Esta última exposición, segunda parte de otra anterior, tiene además cierto aire reivindicativo que tiene que ver con "la terrible realidad de que grandes tesoros sucumban a la ignorancia y a la falta de cultura hasta el punto de desaparecer". Su obra se convierte así en un persistente susurro de la memoria: "Estuve allí, estuve allí, estuve...". Y su fuerza radica en la rotundidad de esa arquitectura, tan funcional como sigilosa: edificios de viviendas, medianeras, cines y cafés, carteles luminosos con aquellas tipografías de los años treinta... Todos solos, completamente desnudos en un recuerdo color sepia.
La obra de Flores, proviene de la mirada atenta del paseante, del investigador que descubre rincones por doquier, y también del niño que recuerda la admiración que tenía su padre por Madrid, la ciudad.
Pero cuando los tiempos y sus protagonistas se han llevado por delante los lugares sólo le queda pasear por las imágenes que se guardaron: "En el archivo del Colegio de Arquitectos de Madrid (COAM), en revistas de la época...". Hoja tras hoja, una foto tras otra, hasta encontrar una de esas "que habla en voz baja". Y entonces comienza el proceso creativo: "Dibujar la foto, ampliarla y darle el formato adecuado y, finalmente, el color, la vida".
Esta exposición, que permanecerá abierta hasta el 28 de febrero, está formada por 25 piezas de distintas dimensiones y formatos: rectangulares, cuadradas, redondas... "Creo que hay visiones que tienen más fuerza proyectadas con un formato circular", explica.

(Entradas de datos)
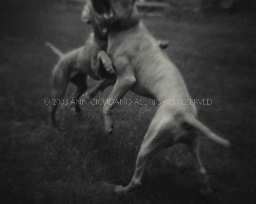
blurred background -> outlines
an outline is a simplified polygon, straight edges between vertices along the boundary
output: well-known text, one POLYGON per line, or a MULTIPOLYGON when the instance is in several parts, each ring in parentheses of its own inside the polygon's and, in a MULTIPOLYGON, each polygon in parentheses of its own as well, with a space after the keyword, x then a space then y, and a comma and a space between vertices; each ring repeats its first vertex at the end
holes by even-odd
MULTIPOLYGON (((104 184, 125 185, 156 107, 120 106, 115 127, 105 135, 102 106, 60 106, 57 132, 49 125, 51 74, 58 57, 83 45, 92 30, 81 19, 84 3, 4 0, 0 20, 0 191, 2 203, 255 203, 256 1, 140 1, 143 21, 184 78, 199 118, 232 144, 226 149, 202 137, 201 152, 213 189, 204 196, 186 147, 163 151, 150 162, 143 186, 132 196, 104 184)), ((89 88, 96 82, 89 79, 89 88)), ((72 98, 70 84, 65 98, 72 98)), ((108 97, 112 87, 96 98, 108 97)), ((126 98, 147 99, 131 92, 126 98)), ((69 101, 70 101, 70 100, 69 101)))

#### Enunciado:
Según el fragmento de texto, ¿cuántas piezas forman la exposición?

#### Resultado:
La exposición está formada por 25 piezas de distintas dimensiones y formatos.